Ist geplant, dass die „Assistierte Ausbildung“ bereits vorhandene Maßnahmen ergänzt oder ersetzt, bzw. ist geplant, die derzeitigen Förderungsschwerpunkte zu verlagern?

Antwort: Eine Verlagerung der Förderschwerpunkte ist nicht geplant. Die Bundesagentur für Arbeit plant insbesondere nicht, das Projekt „carpo“ auf weitere Standorte außerhalb des Landes Baden-Württemberg auszudehnen.

In welchem Umfang ist angedacht, die „Assistierte Ausbildung“ durch eine Umwidmung von Mitteln, die bislang für außerbetriebliche Ausbildungsgänge verwendet wurden, zu finanzieren?

Antwort: Eine Umwidmung ist nicht angedacht.

In welchem Verhältnis stehen die Anzahl der Ausbildungsplätze in Betrieben und bei Trägern (von außerbetrieblichen Bildungseinrichtungen) bezogen auf bereits geplante Projekte einer „Assistierten Ausbildung“?

Antwort: Im Rahmen der Projektförderung zum Thema „Assistierte Ausbildung“ werden keine Ausbildungsplätze gefördert; es wird daher auch keine Anzahl erfasst. (…)

Welche Bildungsträger sollen die „Assistierte Ausbildung“ durchführen, und welche Qualifikationen und Berufsabschlüsse müssen die Beschäftigten aufweisen?

Antwort: Bei der „Assistierten Ausbildung“ handelt es sich um Projektansätze und Modellversuche; eine Ausdehnung ist seitens der Bundesregierung derzeit nicht geplant.
Die im Modellversuchsförderschwerpunkt „Neue Wege/Heterogenität“ eingebundenen Bildungsträger sind regional etabliert und hatten bereits im Vorfeld gute Kontakte zu den beteiligten Betrieben. Dies wie auch die Qualifikation ihres Personals wurden im Bewilligungsverfahren anhand vereinbarter Kriterien nachgewiesen. (…)

Welchen Einfluss nimmt die Bundesregierung auf das Ausschreibungsverfahren, und wie kontrolliert sie die Einhaltung der tariflichen Standards?

Anwort: Bei den BIBB-Modellversuchen im Rahmen des Modellversuchsförderschwerpunkts „NeueWege/Heterogenität“ handelt es sich in der derzeitigen Ausgestaltung nicht um auszuschreibende Maßnahmen, sondern um Projektförderung. Maßnahmen für das Projekt „carpo“ werden seit dem Jahr 2009 durch das Regionale Einkaufszentrum Südwest der BA für Agenturen für Arbeit und Jobcenter in Baden-Württemberg eigenständig eingekauft. Hierbei werden Leistungen erbracht, die von mehreren Partnern, u. a. vom Land und aus ESF-Mitteln, finanziert werden.

▸ **Bereitgestelltes Material**
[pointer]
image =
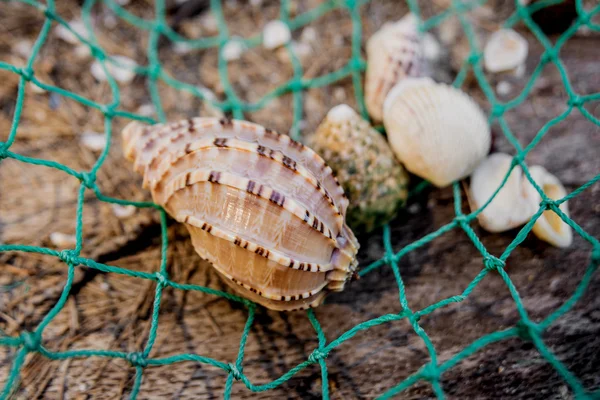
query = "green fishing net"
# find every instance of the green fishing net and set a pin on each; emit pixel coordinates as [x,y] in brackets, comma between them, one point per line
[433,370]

==

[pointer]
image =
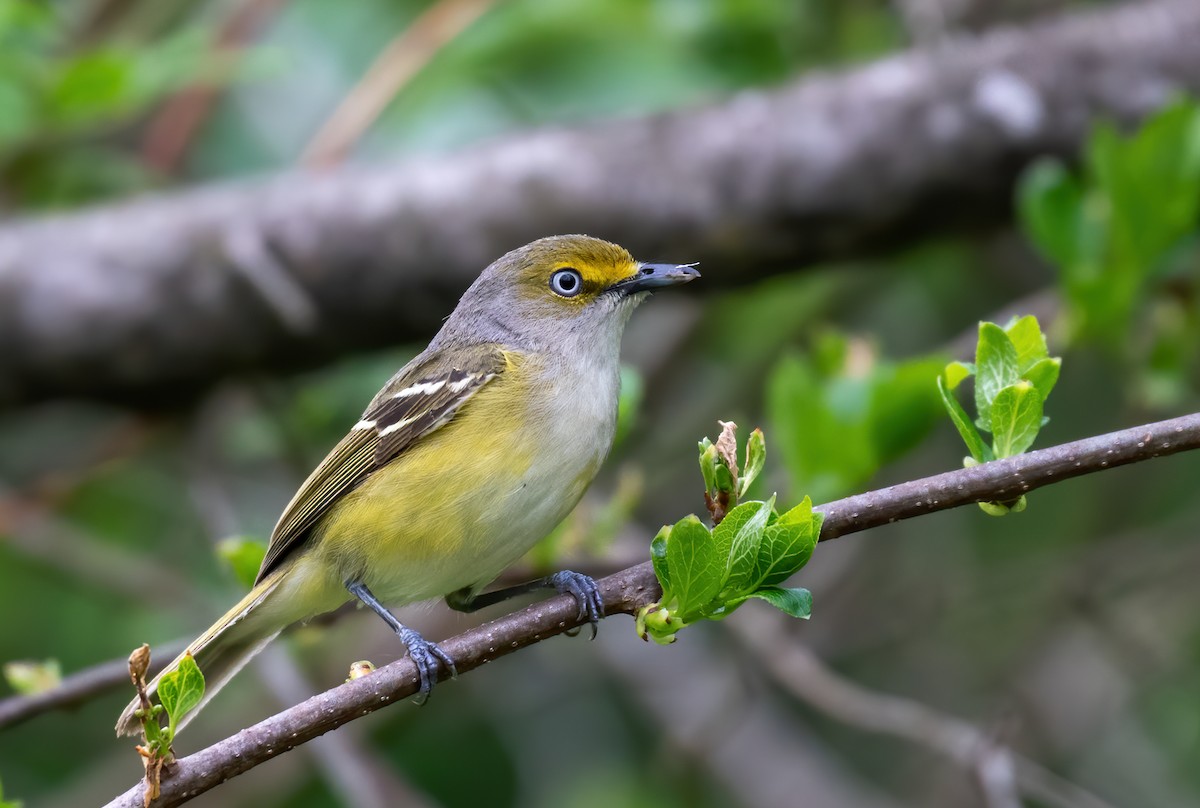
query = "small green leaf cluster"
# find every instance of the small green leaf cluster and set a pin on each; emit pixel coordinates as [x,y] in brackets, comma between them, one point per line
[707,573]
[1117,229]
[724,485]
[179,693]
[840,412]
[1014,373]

▸ **Aufgaben**
1/ Gib die Stelle aus dem Textauszug wörtlich wieder, beginnend bei „Antwort: Eine Verlagerung“ und endend bei „Anzahl erfasst. (…)“.
2/ Prüfe anhand des Textauszugs, ob die folgenden Aussagen zutreffen, und beantworte jede mit Ja oder Nein sowie mit den entscheidenden Worten des Textauszugs als wörtlichem Zitat: (a) Die Bundesagentur für Arbeit plant, das Projekt „carpo“ auf Standorte außerhalb Baden-Württembergs auszudehnen. (b) Maßnahmen für das Projekt „carpo“ werden seit 2009 vom Regionalen Einkaufszentrum Südwest der BA eingekauft. (c) Bei der Projektförderung zur „Assistierten Ausbildung“ wird die Anzahl der Ausbildungsplätze erfasst.

▸ **Lösungen je Aufgabe**
1/
Antwort: Eine Verlagerung der Förderschwerpunkte ist nicht geplant. Die Bundesagentur für Arbeit plant insbesondere nicht, das Projekt „carpo“ auf weitere Standorte außerhalb des Landes Baden-Württemberg auszudehnen.

In welchem Umfang ist angedacht, die „Assistierte Ausbildung“ durch eine Umwidmung von Mitteln, die bislang für außerbetriebliche Ausbildungsgänge verwendet wurden, zu finanzieren?

Antwort: Eine Umwidmung ist nicht angedacht.

In welchem Verhältnis stehen die Anzahl der Ausbildungsplätze in Betrieben und bei Trägern (von außerbetrieblichen Bildungseinrichtungen) bezogen auf bereits geplante Projekte einer „Assistierten Ausbildung“?

Antwort: Im Rahmen der Projektförderung zum Thema „Assistierte Ausbildung“ werden keine Ausbildungsplätze gefördert; es wird daher auch keine Anzahl erfasst. (…)

2/
(a) Nein: „Die Bundesagentur für Arbeit plant insbesondere nicht, das Projekt „carpo“ auf weitere Standorte außerhalb des Landes Baden-Württemberg auszudehnen.“
(b) Ja: „Maßnahmen für das Projekt „carpo“ werden seit dem Jahr 2009 durch das Regionale Einkaufszentrum Südwest der BA für Agenturen für Arbeit und Jobcenter in Baden-Württemberg eigenständig eingekauft.“
(c) Nein: „Im Rahmen der Projektförderung zum Thema „Assistierte Ausbildung“ werden keine Ausbildungsplätze gefördert; es wird daher auch keine Anzahl erfasst.“